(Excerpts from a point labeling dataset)
========

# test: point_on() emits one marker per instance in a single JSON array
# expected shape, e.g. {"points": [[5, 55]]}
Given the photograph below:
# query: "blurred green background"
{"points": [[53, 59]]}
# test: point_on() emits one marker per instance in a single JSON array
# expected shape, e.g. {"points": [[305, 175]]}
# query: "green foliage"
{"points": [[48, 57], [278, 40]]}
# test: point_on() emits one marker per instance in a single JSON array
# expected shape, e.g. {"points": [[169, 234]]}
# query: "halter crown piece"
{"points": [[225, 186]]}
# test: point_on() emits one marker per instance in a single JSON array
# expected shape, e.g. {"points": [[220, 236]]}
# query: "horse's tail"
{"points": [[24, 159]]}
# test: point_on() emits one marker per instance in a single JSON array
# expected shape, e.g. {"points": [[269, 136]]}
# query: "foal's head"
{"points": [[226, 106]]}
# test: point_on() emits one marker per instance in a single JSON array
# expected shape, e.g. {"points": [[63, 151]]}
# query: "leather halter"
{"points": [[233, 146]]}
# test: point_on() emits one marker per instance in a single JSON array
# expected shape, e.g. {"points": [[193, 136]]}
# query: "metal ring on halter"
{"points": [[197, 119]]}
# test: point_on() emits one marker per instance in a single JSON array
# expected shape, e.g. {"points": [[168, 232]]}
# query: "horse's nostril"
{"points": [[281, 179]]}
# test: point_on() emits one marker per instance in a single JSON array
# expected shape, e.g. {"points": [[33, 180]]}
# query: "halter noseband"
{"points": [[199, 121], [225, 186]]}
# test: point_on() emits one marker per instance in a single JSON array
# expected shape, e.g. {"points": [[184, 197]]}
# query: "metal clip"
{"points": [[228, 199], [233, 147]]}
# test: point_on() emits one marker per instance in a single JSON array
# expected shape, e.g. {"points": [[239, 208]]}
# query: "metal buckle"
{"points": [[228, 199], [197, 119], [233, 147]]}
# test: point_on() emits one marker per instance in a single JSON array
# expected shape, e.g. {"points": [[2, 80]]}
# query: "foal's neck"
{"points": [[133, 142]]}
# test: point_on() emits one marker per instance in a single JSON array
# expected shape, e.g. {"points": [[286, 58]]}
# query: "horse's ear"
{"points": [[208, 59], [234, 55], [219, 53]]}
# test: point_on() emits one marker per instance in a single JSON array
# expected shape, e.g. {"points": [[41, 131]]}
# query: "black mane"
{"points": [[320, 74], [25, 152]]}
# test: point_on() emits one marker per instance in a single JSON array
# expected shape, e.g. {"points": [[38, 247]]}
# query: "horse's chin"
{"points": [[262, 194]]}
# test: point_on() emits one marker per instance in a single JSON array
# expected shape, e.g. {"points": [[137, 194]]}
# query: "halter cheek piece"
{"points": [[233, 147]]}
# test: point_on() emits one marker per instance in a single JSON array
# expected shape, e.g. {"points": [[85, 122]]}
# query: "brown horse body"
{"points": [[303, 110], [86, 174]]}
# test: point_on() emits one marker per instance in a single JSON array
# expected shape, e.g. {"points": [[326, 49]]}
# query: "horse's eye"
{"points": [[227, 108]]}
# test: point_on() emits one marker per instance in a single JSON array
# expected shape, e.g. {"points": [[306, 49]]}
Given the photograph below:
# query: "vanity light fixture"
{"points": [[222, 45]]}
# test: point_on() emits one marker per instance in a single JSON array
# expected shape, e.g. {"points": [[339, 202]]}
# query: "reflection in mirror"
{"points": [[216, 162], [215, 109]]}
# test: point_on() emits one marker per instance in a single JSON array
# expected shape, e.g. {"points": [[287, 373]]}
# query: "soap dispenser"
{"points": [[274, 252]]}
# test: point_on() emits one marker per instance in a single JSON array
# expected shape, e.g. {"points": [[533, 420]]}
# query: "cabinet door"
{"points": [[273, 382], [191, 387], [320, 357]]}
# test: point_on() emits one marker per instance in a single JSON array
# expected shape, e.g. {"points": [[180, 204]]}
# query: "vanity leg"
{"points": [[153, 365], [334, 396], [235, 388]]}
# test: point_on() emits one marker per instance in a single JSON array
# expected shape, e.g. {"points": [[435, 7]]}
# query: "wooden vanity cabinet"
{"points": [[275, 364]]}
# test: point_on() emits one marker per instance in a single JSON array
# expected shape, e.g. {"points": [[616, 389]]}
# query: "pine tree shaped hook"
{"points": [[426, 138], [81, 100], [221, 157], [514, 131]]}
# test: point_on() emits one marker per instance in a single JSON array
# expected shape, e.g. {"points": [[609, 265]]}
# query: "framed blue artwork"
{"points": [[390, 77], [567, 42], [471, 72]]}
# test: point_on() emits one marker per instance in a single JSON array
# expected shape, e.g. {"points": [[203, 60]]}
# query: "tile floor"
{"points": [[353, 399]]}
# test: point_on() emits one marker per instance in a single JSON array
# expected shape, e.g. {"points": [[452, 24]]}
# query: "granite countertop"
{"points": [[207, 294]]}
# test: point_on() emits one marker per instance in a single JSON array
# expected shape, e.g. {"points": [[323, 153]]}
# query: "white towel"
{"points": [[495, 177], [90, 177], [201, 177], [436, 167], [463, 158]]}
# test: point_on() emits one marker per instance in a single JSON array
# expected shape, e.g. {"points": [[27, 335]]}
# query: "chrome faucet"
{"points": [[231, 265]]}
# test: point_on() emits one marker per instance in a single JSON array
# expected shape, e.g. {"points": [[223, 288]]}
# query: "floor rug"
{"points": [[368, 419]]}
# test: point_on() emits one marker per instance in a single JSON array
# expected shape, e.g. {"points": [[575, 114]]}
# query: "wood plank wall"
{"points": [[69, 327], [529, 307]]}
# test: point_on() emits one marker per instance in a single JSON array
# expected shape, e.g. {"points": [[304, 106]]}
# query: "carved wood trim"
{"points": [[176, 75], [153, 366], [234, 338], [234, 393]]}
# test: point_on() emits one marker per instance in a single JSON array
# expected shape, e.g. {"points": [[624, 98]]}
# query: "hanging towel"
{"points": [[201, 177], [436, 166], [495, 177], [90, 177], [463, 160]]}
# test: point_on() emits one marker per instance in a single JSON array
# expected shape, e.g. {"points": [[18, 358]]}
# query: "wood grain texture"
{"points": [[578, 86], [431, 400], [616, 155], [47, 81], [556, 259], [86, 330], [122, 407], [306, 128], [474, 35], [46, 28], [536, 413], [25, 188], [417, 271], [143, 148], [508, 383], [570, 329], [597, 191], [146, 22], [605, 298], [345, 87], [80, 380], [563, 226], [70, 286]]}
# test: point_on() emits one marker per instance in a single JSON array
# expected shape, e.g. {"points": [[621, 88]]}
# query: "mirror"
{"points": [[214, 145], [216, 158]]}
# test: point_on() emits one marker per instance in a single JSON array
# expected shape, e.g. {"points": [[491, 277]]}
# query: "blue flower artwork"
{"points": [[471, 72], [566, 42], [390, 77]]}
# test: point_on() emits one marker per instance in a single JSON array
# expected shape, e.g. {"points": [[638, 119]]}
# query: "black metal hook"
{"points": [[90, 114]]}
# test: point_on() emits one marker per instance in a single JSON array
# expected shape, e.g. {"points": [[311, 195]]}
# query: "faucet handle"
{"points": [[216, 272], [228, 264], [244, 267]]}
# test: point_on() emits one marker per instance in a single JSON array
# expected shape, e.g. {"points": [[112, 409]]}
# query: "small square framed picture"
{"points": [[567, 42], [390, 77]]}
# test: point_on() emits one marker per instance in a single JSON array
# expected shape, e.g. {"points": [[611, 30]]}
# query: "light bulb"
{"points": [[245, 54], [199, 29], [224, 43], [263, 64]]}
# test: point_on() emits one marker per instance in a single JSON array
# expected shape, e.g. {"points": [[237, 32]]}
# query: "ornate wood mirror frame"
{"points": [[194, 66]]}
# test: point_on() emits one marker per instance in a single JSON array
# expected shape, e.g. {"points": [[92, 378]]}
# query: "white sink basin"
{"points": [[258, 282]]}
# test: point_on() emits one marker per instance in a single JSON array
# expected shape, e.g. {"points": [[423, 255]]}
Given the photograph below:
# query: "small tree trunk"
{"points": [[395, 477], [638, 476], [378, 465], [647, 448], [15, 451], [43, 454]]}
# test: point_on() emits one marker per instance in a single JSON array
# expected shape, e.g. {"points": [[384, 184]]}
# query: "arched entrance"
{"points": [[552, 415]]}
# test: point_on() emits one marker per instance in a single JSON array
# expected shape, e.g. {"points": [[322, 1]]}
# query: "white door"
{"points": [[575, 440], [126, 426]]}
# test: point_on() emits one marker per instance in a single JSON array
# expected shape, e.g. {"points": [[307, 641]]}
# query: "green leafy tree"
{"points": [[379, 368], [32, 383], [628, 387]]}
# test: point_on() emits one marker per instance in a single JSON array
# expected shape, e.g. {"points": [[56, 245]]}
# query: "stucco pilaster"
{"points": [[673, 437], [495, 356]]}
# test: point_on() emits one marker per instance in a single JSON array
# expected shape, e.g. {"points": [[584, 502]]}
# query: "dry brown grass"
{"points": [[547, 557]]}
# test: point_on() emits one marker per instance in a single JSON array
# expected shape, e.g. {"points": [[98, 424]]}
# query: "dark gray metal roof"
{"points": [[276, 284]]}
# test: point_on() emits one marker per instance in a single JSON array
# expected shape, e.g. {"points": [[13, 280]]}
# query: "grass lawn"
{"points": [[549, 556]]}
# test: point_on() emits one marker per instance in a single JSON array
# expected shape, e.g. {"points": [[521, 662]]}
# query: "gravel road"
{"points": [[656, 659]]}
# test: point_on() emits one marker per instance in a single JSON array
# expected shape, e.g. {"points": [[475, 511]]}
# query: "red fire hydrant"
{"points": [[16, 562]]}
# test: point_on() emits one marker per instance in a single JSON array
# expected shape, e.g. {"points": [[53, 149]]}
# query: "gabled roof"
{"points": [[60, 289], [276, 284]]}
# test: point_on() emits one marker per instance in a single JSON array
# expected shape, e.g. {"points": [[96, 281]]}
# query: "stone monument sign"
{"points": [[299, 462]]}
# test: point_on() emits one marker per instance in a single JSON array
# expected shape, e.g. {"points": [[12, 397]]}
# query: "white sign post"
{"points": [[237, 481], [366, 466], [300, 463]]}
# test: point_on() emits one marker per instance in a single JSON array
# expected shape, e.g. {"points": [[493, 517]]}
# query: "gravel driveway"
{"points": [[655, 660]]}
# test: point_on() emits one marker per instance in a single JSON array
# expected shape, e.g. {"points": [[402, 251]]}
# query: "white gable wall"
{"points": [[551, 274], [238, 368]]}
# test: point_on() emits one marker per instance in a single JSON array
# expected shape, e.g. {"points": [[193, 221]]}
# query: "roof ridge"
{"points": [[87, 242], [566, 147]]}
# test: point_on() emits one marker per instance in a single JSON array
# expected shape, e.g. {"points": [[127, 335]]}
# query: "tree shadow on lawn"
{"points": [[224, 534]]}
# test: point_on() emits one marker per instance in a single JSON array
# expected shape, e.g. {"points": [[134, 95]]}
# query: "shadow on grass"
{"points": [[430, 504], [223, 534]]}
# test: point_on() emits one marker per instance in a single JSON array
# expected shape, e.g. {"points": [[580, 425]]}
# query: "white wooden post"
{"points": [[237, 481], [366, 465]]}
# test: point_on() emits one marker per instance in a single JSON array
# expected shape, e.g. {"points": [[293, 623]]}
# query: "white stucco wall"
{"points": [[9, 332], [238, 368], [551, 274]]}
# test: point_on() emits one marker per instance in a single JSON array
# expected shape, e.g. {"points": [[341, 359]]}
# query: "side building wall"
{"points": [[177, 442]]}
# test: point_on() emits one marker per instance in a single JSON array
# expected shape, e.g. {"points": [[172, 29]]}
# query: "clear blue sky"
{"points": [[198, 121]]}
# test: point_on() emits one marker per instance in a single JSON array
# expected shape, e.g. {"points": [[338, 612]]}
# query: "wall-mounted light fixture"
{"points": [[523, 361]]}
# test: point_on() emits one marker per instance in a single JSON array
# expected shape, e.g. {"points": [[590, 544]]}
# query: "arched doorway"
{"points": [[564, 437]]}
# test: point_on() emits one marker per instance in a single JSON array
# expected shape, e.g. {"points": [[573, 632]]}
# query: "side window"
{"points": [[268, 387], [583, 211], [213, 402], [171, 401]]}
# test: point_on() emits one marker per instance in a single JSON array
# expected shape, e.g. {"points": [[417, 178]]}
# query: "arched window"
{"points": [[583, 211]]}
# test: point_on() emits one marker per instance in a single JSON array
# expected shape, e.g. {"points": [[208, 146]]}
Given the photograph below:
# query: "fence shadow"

========

> _PROBLEM DESCRIPTION_
Return every line of the records above that contains the string "artwork". Matching is case-sensitive.

> _EXERCISE RESPONSE_
# query: "framed blue artwork"
# query: "blue flower artwork"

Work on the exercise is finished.